------ Information shown
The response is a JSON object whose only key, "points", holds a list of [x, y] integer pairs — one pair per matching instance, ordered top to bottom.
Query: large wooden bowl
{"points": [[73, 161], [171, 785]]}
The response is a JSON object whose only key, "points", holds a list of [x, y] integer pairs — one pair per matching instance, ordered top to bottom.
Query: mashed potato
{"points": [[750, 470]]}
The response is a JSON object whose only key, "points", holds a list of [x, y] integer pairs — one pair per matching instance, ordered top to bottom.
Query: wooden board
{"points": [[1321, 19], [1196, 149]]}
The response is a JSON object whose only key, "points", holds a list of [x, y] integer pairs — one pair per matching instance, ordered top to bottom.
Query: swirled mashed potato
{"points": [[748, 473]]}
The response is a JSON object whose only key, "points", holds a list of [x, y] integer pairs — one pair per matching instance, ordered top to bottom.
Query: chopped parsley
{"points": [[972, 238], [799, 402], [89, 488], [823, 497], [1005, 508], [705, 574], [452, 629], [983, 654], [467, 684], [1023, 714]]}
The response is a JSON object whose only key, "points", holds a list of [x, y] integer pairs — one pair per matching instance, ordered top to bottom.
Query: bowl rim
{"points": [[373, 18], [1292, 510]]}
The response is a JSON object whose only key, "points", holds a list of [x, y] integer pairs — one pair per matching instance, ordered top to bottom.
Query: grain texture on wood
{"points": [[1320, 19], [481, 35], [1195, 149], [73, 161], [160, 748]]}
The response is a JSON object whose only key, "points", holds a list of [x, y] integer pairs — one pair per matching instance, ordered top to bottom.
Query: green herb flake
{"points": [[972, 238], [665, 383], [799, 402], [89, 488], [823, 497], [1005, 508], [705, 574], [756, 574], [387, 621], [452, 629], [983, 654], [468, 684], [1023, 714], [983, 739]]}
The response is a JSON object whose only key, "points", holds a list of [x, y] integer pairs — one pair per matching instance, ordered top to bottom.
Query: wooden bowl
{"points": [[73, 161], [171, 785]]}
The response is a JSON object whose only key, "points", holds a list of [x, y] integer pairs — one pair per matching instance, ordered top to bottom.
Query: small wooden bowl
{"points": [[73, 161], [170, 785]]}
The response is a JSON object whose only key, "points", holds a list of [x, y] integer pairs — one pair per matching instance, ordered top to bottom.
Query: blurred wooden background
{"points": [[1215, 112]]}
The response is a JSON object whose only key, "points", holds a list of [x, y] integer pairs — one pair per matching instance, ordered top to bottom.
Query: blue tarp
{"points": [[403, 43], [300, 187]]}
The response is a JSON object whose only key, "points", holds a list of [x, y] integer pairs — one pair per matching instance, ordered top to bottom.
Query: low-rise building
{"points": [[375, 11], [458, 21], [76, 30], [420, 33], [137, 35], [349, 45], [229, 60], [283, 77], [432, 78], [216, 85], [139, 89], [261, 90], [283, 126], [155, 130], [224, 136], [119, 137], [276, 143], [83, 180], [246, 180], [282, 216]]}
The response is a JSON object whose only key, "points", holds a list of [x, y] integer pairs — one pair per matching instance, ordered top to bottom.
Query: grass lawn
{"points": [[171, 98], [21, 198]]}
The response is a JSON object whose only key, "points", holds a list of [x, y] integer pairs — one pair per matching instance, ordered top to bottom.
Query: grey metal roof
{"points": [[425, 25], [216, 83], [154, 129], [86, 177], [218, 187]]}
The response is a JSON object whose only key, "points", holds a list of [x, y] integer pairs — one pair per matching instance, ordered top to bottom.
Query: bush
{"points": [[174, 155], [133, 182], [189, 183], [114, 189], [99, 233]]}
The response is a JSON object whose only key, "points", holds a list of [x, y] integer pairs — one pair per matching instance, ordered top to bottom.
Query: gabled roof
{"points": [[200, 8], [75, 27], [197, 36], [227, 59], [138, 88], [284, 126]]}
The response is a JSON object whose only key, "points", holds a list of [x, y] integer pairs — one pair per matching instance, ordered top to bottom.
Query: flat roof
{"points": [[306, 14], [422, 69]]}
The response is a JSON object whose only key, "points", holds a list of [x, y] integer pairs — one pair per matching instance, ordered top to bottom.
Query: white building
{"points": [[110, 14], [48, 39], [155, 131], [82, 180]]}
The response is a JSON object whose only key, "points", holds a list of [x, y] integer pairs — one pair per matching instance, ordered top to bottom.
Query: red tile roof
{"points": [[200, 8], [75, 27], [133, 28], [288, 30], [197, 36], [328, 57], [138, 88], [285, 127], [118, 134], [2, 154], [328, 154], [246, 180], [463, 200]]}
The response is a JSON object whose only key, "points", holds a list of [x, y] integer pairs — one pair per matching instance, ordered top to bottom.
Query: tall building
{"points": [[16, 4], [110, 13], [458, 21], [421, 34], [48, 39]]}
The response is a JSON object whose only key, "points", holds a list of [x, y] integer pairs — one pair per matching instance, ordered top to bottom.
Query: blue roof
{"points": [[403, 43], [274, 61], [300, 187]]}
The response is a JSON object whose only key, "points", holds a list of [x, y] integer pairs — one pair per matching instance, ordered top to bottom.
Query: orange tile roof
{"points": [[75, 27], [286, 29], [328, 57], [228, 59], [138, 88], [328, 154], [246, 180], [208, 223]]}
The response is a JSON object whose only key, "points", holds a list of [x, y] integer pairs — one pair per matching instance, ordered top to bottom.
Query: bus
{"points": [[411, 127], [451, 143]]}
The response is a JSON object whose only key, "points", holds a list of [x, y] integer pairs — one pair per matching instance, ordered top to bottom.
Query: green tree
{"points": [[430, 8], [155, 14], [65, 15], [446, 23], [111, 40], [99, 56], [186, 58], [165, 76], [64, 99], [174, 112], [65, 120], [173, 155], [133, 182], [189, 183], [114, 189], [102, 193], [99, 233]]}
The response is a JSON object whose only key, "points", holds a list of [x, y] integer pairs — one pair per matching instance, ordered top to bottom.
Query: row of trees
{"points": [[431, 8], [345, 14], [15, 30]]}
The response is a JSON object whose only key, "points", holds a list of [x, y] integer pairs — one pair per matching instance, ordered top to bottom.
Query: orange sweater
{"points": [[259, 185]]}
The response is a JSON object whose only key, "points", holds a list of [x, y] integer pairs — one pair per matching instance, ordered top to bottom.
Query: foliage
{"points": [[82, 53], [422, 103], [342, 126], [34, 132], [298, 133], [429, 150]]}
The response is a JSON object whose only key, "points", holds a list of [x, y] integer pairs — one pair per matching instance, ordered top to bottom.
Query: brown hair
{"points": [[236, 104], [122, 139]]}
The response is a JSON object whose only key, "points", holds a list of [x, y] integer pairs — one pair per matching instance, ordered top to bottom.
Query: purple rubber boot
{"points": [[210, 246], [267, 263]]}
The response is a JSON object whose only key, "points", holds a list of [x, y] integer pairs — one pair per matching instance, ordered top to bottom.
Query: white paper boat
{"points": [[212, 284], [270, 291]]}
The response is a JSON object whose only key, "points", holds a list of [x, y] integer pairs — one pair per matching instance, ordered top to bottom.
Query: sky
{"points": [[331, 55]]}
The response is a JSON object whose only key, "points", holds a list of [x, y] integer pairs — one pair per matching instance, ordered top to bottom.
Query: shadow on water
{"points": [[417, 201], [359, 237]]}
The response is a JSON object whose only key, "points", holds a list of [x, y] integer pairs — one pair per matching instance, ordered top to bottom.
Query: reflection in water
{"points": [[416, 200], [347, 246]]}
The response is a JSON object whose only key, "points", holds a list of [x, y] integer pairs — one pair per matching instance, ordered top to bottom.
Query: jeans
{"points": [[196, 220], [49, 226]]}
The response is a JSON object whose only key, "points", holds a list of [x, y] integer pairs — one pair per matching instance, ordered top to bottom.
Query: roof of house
------------
Repeat the records. Match them exactly.

The response is a JSON object whose only key, "points", holds a list of [x, y] integer pairs — one pair per matching instance, ordered top to bottom.
Query: large wooden bowl
{"points": [[73, 161], [171, 785]]}
The response is a JSON object whose only key, "points", holds a list of [x, y] integer pairs — one pair per matching instance, ordered top to bottom.
Query: mashed potato
{"points": [[750, 470]]}
The response is a JSON object whose only key, "points", holds a list of [x, y] integer pairs — one pair per matching instance, ordered top to bottom.
Query: wooden board
{"points": [[1321, 19], [1196, 149]]}
The response is a JSON object whose only key, "points", holds a list of [x, y] integer pairs — one pair per matching instance, ordered top to bottom.
Query: swirled mashed potato
{"points": [[748, 473]]}
The response is a JSON object whose only key, "points", holds a list of [x, y] integer pairs — one pair per matching instance, ordered top to bottom.
Query: chopped parsley
{"points": [[972, 238], [799, 402], [89, 488], [823, 497], [1005, 508], [705, 574], [452, 629], [983, 654], [467, 684], [1023, 714]]}
The response is a JSON object whose only key, "points", holds a list of [x, y] integer pairs — one pair per matching instance, ordered top to bottom.
Query: bowl rim
{"points": [[373, 18], [1292, 510]]}
The response is a JSON object whose only key, "points", holds a list of [x, y] integer pairs — one pair per matching instance, ordered top to bottom.
Query: grain texture on wood
{"points": [[1320, 19], [481, 35], [1195, 149], [73, 161], [160, 748]]}
The response is a JSON object whose only key, "points", holds a list of [x, y] integer pairs — one pair per matching instance, ordered top to bottom.
Query: green herb flake
{"points": [[972, 238], [665, 383], [799, 402], [89, 488], [823, 497], [1005, 508], [705, 574], [756, 574], [387, 621], [452, 629], [983, 654], [468, 684], [1023, 714], [983, 739]]}
The response is a JSON object whose only key, "points", holds a list of [x, y] integer pairs — one pair per matching instance, ordered top to bottom.
Query: wooden bowl
{"points": [[73, 161], [171, 785]]}
The response is a JSON object whose only key, "points", holds a list of [x, y] integer pairs — one pair per matching instance, ordered top to bottom.
Query: small wooden bowl
{"points": [[73, 161], [170, 785]]}
The response is a JSON object whose only key, "points", holds a list of [x, y] integer pairs — one pair per matching instance, ordered top to bottom.
Query: blurred wooden background
{"points": [[1215, 112]]}
The response is a JSON object whose only key, "points", holds a list of [x, y] integer pairs — one pair per matching instance, ordered top to bottom.
Query: blue tarp
{"points": [[403, 43], [300, 187]]}
The response is a JSON object whose only key, "points", holds a list of [x, y] integer pairs — one pair per matching instance, ordered top to bottom.
Query: low-rise building
{"points": [[375, 11], [458, 21], [76, 30], [420, 33], [137, 35], [349, 45], [229, 60], [283, 77], [432, 78], [216, 85], [139, 89], [261, 90], [283, 126], [155, 130], [224, 136], [119, 137], [276, 143], [83, 180], [246, 180], [282, 216]]}
The response is a JSON object whose only key, "points", holds a list of [x, y] integer pairs — one pair per matching instance, ordered top to bottom.
Query: grass lawn
{"points": [[171, 98], [21, 198]]}
The response is a JSON object whose only key, "points", holds a list of [x, y] integer pairs — one pair per matching instance, ordered top to bottom.
Query: grey metal roof
{"points": [[425, 25], [216, 83], [154, 129], [86, 177], [218, 187]]}
The response is a JSON object whose only key, "points", holds a list of [x, y] integer pairs — one pair per matching instance, ordered top to bottom.
Query: bush
{"points": [[174, 155], [133, 182], [189, 183], [114, 189], [99, 233]]}
The response is a JSON object whose only key, "points", holds a list of [x, y] integer pairs — one pair per matching instance, ordered top to bottom.
Query: gabled roof
{"points": [[200, 8], [75, 27], [197, 36], [227, 59], [138, 88], [284, 126]]}
The response is a JSON object whose only key, "points", holds a list of [x, y] integer pairs — one pair per matching instance, ordered top to bottom.
Query: flat roof
{"points": [[306, 14], [422, 69]]}
The response is a JSON object whose only key, "points", holds a list of [x, y] integer pairs — one pair per matching instance, ordered top to bottom.
Query: white building
{"points": [[110, 14], [48, 39], [155, 131], [82, 180]]}
The response is a JSON object whose only key, "points", holds a list of [x, y] integer pairs — one pair per matching instance, ordered top to bottom.
Query: red tile roof
{"points": [[200, 8], [75, 27], [133, 28], [288, 30], [197, 36], [328, 57], [138, 88], [285, 127], [118, 134], [2, 154], [328, 154], [246, 180], [463, 200]]}
The response is a JSON object whose only key, "points", holds a list of [x, y] integer pairs — one pair per matching instance, ordered top to bottom.
Query: tall building
{"points": [[16, 4], [110, 13], [458, 21], [421, 34], [48, 39]]}
The response is a JSON object whose only key, "points", holds a list of [x, y] integer pairs — one pair per matching instance, ordered top to bottom.
Query: blue roof
{"points": [[403, 43], [274, 61], [300, 187]]}
The response is a JSON object whose only key, "points", holds a list of [x, y] integer pairs — one pair per matching instance, ordered top to bottom.
Query: orange tile roof
{"points": [[75, 27], [286, 29], [328, 57], [228, 59], [138, 88], [328, 154], [246, 180], [208, 223]]}
The response is a JSON object whose only key, "points", holds a list of [x, y] integer pairs — one pair per matching instance, ordered top to bottom.
Query: bus
{"points": [[411, 127], [451, 143]]}
The response is a JSON object whose only key, "points", holds a list of [x, y] integer pairs — one pair per matching instance, ordered top to bottom.
Query: green tree
{"points": [[430, 8], [155, 14], [65, 15], [446, 23], [111, 40], [99, 56], [186, 58], [165, 76], [64, 99], [174, 112], [65, 120], [173, 155], [133, 182], [189, 183], [114, 189], [102, 193], [99, 233]]}
The response is a JSON object whose only key, "points", holds a list of [x, y] integer pairs — one pair per matching instance, ordered top to bottom.
Query: row of trees
{"points": [[431, 8], [345, 14], [15, 30]]}
The response is a JSON object whose only key, "points", holds a list of [x, y] integer pairs — one pair per matching instance, ordered top to bottom.
Query: orange sweater
{"points": [[259, 185]]}
The response is a JSON object whose only key, "points", holds a list of [x, y] integer pairs — one pair per matching instance, ordered top to bottom.
Query: foliage
{"points": [[82, 53], [422, 103], [342, 126], [34, 132], [298, 133], [429, 150]]}
The response is a JSON object whose only key, "points", holds a list of [x, y] integer pairs — one pair per matching instance, ordered top to bottom.
Query: brown hair
{"points": [[236, 104], [122, 139]]}
The response is a JSON object whose only key, "points", holds a list of [x, y] integer pairs — one pair per matching instance, ordered top to bottom.
Query: purple rubber boot
{"points": [[210, 246], [267, 263]]}
The response is a JSON object whose only key, "points", holds a list of [x, y] integer pairs — one pair per matching instance, ordered top to bottom.
Query: white paper boat
{"points": [[212, 284], [270, 291]]}
The response is a JSON object whose only key, "points", holds a list of [x, y] integer pairs — one pair per matching instance, ordered top to bottom.
Query: sky
{"points": [[331, 55]]}
The response is a JSON object whose only key, "points", holds a list of [x, y] integer pairs — one pair per matching instance, ordered top to bottom.
Query: shadow on water
{"points": [[417, 201], [359, 237]]}
The response is a JSON object whose only key, "points", holds a list of [x, y] integer pairs — one pair per matching instance, ordered top to bottom.
Query: reflection in water
{"points": [[416, 200], [347, 246]]}
The response is a JSON object whose only key, "points", holds a list of [x, y] integer pairs — one pair per matching instance, ordered top to bottom.
Query: jeans
{"points": [[196, 220], [49, 226]]}
The response is a JSON object whose only key, "points", holds a list of [x, y] integer pairs — one pair per matching instance, ordered top to bottom.
Query: roof of house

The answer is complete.